What Are the Easy Fails Small Businesses Can Avoid?
As well as providing a source of competitive advantage, the Cyber Essentials certification process helps you to ensure that your business doesn’t fall victim to one of the easily preventable cyber-attacks that could paralyse your business, damage your customer relationships, and do untold damage to your brand reputation.
This includes the most common mistakes that small businesses make when they don’t dedicate enough time to IT security. If 80% of attacks could be easily prevented, we know that just a small amount of planning can mitigate a huge amount of business risk.
These errors include:
• Not installing an appropriate professional-quality anti-virus software on all PCs and tablets – this doesn’t have to be expensive or onerous; there are good solutions available that don’t cost the earth.
• Not updating anti-virus regularly. Anti-virus software security updates are released regularly in response to new and emerging viruses and threats; it’s vital that you update your anti-virus software with the latest security updates, so that you are properly protected from the latest threats.
• Running out-of-date software. Cyber attackers frequently exploit known security weaknesses in common software applications. The software manufacturers work to fix these vulnerabilities as they become known and will release patches and updates for their software on a regular basis, designed to close the vulnerabilities hackers and viruses seek to exploit. Update your software regularly if you want to ensure you have the best protection against attack. Better still, use a managed patching service to do this for you.
• Running out-of-date operating systems. Ditto with your operating systems. When Microsoft stops supporting a platform, it no longer provides the vital security patches you need to protect against the latest threats – this leaves you vulnerable. Stay informed about when you need to upgrade. Notice periods are long – so you have plenty of time to act. Use this time wisely: speak with your software vendors and make sure they will support your transition to the new operating system. And make sure you upgrade.
• Failing to have backups. If the worst happens, you need to restore your files. And quickly! Always back up all your data and systems – make this an essential part of your daily processes. And, if you automate this process, keep your backup software up to date too.

Work to complete |
1/ In the text on small-business security mistakes, what stops when Microsoft ends support for a platform?
2/ Resume the text on small-business security mistakes, picking up after its final sentence.
These rows were drawn from a separate source.

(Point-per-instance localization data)
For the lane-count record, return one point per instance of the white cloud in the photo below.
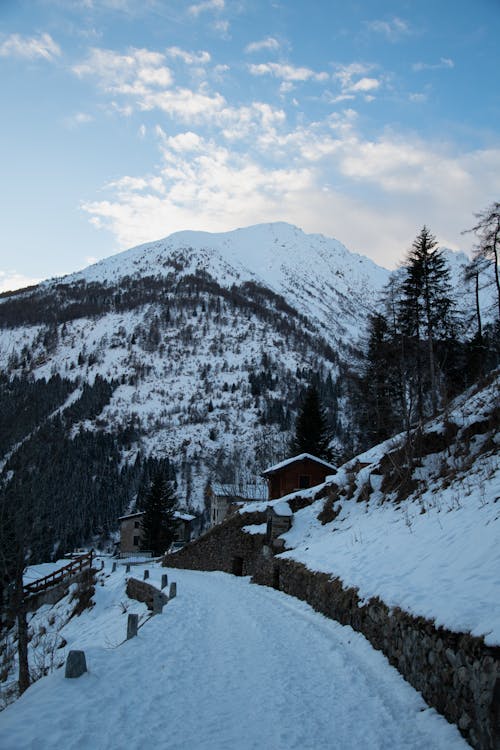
(190, 58)
(79, 118)
(222, 27)
(270, 43)
(12, 280)
(287, 72)
(445, 63)
(418, 97)
(202, 192)
(126, 74)
(393, 29)
(365, 84)
(353, 80)
(30, 48)
(206, 5)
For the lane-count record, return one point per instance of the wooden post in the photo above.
(157, 603)
(76, 664)
(132, 626)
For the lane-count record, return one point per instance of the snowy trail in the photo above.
(229, 666)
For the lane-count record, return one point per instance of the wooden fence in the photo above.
(81, 563)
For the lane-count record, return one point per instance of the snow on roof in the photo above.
(245, 491)
(131, 515)
(292, 460)
(178, 514)
(184, 516)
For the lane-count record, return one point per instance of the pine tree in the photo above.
(378, 395)
(311, 430)
(158, 521)
(426, 308)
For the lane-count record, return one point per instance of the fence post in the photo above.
(157, 603)
(132, 626)
(76, 664)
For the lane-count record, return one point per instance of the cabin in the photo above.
(297, 473)
(225, 499)
(131, 532)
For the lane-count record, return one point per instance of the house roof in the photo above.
(241, 490)
(178, 514)
(294, 459)
(131, 515)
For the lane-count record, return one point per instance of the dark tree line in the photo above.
(417, 357)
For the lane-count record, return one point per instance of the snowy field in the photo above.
(227, 666)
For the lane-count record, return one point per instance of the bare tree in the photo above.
(487, 230)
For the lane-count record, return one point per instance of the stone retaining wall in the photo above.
(224, 547)
(145, 592)
(456, 673)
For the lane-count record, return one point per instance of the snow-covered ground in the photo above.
(435, 554)
(227, 665)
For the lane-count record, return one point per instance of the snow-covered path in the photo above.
(228, 666)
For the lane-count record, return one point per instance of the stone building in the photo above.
(224, 499)
(297, 473)
(131, 532)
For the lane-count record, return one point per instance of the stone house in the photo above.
(296, 473)
(224, 499)
(131, 532)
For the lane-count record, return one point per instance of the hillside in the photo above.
(274, 674)
(416, 522)
(195, 349)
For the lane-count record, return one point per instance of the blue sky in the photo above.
(124, 121)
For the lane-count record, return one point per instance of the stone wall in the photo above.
(145, 592)
(456, 673)
(223, 547)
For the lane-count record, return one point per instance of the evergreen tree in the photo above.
(311, 430)
(426, 308)
(378, 391)
(158, 521)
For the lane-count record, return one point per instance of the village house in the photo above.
(296, 473)
(225, 499)
(131, 532)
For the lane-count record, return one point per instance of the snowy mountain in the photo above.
(196, 679)
(317, 275)
(196, 348)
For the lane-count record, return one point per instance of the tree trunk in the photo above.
(22, 633)
(478, 311)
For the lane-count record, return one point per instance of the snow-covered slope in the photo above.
(274, 674)
(317, 275)
(417, 524)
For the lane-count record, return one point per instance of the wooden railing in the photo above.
(83, 562)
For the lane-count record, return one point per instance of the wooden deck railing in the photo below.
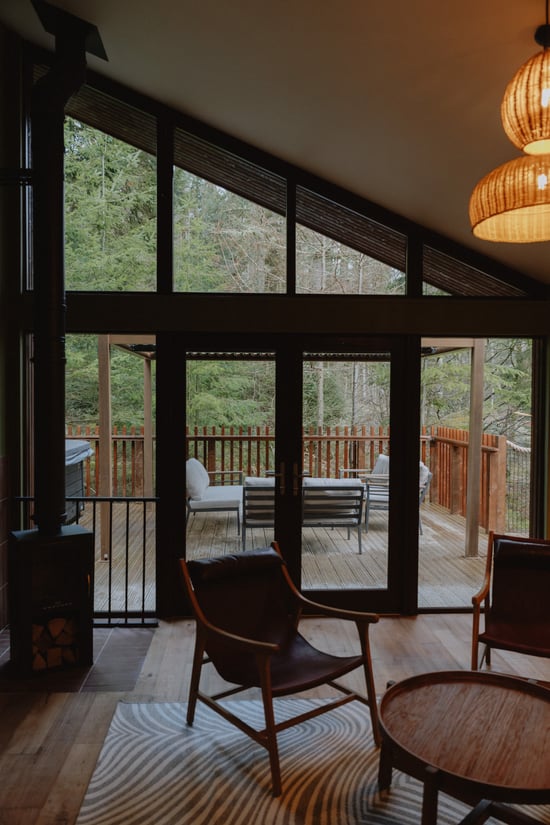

Task-by-task outputs |
1/ Microsoft stops providing the vital security patches needed to protect against the latest threats.

2/
• Security isn’t only about technology and processes. It’s also about people – don’t overlook this vital factor. Make sure everyone is aware of the dangers and what to look out for. Educate staff about phishing, spear phishing, clicking on links, installing non-approved software or (especially) freeware, bringing in new devices, and the risks involved in not keeping a tight control on data (especially customer data).
• Cut down on what staff can and cannot freely do on their PCs. If they don’t have the rights to install software it may be a nuisance but better than them unwittingly installing malware, key logging software or other dangerous tools used by cyber criminals.
• Not asking for help when you need it. There is a lot of advice available, Government resources, and specialist advisors who can help you apply this advice and good practice to your small business. Don’t muddle along and leave yourself exposed to unnecessary risk, when you could easily ask for practical help.
These are just some of the basics – the things that will prevent you falling victim to 80% of attacks.
There are others such as secure firewalls and strong configurations that will ensure you’re following best practices with IT Security.
If you’re doing these things, you are not only protecting your business operation and reputation, you’re also well on the way to achieving a Cyber Essentials accreditation.
Wherever you feel your business is in terms of Cyber Essentials, we recommend you go for this accreditation. Not only to help you understand and mitigate IT security risks – but as an opportunity to transform IT security from a business risk into an important source of competitive advantage.